Task statement
How many lines below contain the string "patio", matching case exactly? Reply with the number only.

Labeling entries for object positions
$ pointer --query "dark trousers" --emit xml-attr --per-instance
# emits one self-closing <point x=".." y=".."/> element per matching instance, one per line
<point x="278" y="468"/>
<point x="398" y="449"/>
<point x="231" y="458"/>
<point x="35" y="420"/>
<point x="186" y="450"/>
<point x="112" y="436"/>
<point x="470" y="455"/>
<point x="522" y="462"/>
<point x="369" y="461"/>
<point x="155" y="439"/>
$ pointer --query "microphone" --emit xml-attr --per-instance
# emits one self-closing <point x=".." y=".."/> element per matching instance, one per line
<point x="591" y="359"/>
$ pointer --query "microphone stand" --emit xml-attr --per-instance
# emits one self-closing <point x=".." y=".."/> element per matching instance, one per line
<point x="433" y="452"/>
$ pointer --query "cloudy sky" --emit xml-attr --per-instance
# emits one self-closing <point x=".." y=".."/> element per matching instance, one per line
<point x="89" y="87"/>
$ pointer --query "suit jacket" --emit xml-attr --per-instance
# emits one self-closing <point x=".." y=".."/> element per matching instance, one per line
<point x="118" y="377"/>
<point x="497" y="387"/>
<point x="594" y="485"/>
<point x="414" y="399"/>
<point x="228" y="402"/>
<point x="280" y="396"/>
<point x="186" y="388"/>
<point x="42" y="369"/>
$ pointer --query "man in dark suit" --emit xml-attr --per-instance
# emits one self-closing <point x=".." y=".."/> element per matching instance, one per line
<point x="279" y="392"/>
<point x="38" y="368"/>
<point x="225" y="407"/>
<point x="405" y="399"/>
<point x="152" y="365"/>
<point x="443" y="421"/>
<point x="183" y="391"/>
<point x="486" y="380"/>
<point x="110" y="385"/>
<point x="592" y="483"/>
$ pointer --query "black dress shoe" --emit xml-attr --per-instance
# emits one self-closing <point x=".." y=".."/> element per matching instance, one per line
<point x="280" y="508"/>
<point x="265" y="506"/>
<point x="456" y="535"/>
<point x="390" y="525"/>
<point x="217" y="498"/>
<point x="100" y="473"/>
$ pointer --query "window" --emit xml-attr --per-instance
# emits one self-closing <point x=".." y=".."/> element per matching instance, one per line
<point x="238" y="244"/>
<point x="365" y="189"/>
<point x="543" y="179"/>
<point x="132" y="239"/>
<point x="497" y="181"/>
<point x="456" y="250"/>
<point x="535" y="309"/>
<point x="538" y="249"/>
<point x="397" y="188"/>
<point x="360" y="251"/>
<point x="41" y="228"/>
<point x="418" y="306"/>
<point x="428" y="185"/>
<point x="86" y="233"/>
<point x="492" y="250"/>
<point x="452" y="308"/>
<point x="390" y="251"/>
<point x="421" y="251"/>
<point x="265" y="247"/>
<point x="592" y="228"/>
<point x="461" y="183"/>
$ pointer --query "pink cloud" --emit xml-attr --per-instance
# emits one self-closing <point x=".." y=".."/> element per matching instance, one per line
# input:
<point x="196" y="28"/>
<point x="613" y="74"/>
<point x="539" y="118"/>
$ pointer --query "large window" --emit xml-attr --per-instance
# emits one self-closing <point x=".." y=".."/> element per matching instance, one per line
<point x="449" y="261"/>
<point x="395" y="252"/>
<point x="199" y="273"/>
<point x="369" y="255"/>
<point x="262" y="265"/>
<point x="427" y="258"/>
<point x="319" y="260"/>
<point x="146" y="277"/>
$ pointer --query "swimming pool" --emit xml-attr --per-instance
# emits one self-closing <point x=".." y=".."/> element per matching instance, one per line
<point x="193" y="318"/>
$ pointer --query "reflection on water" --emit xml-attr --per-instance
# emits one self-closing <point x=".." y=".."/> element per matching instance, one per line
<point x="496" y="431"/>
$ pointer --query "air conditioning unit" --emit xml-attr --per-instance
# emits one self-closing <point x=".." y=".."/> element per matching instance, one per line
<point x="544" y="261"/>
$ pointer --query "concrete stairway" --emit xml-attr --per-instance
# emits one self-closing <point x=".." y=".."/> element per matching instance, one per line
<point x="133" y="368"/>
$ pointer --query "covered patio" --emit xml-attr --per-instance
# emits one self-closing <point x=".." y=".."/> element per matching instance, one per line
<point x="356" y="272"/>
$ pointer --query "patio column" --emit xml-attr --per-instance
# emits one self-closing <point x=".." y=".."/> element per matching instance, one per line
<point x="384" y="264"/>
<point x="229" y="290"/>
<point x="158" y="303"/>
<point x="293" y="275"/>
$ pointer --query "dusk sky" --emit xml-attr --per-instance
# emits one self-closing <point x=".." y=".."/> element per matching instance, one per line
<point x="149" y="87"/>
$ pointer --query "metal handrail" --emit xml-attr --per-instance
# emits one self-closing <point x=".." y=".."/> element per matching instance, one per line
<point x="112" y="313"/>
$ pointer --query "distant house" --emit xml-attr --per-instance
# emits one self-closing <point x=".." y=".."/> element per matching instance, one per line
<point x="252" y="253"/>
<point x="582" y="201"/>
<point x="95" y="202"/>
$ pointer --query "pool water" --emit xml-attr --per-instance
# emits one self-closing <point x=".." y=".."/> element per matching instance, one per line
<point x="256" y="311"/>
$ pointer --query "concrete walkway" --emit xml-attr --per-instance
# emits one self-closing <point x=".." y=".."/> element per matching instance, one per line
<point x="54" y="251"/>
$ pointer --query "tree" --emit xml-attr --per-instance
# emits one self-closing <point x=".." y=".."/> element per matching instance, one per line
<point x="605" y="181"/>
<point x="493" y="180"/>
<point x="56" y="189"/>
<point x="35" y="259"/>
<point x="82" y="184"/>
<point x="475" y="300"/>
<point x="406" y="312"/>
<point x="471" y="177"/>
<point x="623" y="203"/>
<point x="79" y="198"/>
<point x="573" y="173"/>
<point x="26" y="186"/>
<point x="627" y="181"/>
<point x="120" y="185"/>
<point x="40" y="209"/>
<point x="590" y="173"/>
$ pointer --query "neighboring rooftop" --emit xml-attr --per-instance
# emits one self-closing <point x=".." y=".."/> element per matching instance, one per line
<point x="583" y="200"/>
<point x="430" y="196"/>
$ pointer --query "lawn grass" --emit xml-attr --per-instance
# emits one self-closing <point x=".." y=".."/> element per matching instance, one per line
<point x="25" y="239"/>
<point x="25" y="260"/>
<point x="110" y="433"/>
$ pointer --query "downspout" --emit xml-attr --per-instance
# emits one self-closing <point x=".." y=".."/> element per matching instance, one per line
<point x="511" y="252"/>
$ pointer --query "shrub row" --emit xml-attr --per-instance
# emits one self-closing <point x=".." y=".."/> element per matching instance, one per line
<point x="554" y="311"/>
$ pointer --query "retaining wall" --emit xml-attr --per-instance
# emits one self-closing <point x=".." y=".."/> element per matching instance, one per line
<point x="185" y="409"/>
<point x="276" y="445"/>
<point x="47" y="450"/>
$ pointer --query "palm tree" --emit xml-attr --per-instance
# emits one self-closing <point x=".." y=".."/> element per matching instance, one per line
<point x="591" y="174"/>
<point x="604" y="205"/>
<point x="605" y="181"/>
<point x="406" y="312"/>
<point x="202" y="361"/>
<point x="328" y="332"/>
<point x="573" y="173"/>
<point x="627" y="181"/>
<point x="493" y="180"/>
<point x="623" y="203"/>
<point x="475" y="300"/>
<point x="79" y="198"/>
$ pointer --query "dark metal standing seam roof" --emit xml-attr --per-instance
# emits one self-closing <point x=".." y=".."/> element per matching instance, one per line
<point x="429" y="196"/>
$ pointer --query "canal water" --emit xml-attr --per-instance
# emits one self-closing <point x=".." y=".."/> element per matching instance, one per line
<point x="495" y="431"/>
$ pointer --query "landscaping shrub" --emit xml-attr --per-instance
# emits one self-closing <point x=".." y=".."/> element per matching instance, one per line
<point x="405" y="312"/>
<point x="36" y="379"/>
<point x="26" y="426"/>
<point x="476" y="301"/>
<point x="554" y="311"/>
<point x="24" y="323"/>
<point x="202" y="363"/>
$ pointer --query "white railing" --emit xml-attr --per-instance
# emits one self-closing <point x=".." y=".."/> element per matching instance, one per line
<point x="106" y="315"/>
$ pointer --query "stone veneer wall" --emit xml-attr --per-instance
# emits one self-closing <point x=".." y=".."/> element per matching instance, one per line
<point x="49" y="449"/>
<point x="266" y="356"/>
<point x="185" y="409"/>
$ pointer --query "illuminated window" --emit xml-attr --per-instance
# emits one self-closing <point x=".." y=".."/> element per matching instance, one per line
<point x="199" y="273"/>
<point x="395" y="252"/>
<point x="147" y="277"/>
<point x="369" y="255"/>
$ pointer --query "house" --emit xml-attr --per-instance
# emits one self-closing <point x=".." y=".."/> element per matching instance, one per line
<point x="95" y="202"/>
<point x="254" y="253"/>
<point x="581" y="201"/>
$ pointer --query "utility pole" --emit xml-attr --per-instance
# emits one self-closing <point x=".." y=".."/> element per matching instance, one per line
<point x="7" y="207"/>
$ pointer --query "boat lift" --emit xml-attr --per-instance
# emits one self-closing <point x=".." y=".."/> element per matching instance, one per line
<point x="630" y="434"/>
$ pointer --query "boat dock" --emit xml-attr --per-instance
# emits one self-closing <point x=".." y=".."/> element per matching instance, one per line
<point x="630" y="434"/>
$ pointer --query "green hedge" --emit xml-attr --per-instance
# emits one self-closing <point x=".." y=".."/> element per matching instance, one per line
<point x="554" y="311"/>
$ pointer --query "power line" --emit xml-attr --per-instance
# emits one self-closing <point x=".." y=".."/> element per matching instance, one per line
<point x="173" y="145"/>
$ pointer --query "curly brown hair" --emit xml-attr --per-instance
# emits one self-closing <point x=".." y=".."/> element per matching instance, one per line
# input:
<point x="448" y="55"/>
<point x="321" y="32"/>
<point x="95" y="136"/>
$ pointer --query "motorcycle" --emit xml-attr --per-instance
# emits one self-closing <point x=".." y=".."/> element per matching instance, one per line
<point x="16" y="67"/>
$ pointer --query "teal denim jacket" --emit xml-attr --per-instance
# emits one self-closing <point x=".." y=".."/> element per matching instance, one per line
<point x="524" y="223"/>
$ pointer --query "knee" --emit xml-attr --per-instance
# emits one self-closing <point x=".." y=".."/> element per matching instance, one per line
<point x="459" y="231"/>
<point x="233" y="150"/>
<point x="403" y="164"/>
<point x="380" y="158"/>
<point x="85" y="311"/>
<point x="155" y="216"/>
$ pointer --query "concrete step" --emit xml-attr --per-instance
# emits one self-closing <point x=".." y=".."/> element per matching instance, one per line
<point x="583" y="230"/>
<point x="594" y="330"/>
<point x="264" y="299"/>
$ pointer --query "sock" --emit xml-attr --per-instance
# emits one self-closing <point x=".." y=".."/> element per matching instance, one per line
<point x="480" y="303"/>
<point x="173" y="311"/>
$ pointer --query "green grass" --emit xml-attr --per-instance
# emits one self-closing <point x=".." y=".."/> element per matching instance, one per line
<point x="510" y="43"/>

Output of the task
2